[Stored data entries]
* * * * *
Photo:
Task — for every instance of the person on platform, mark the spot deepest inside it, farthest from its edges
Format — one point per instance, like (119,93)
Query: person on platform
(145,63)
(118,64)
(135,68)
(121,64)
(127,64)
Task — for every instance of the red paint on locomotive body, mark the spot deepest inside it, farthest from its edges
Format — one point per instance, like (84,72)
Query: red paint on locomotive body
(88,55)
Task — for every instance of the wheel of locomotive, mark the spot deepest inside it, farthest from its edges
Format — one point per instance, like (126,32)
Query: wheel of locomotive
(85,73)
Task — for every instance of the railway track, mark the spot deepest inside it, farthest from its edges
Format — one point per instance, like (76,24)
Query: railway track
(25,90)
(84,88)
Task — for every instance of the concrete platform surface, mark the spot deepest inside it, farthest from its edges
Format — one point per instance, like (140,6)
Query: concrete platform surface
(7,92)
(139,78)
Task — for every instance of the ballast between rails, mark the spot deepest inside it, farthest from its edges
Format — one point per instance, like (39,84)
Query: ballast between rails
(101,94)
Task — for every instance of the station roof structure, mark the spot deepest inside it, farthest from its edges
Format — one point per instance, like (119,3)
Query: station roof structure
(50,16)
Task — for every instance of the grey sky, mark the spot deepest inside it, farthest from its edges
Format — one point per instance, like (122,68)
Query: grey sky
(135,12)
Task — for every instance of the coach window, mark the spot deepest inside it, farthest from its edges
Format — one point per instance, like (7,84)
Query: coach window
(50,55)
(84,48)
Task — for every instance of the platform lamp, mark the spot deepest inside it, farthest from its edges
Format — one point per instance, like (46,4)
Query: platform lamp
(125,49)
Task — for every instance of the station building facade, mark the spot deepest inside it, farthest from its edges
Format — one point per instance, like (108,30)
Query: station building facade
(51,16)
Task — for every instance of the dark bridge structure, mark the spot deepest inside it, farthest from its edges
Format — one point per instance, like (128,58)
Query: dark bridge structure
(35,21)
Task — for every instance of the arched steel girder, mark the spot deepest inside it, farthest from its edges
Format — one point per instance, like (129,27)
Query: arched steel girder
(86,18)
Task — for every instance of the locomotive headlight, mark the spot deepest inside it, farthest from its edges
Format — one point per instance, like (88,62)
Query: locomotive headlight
* * * * *
### YOUR ASSIGNMENT
Every line above that includes the string "headlight" needs to be copied.

### ANSWER SECTION
Task — for every instance of the locomotive headlight, mark the spot deepest inside it, farthest from its edges
Query: locomotive headlight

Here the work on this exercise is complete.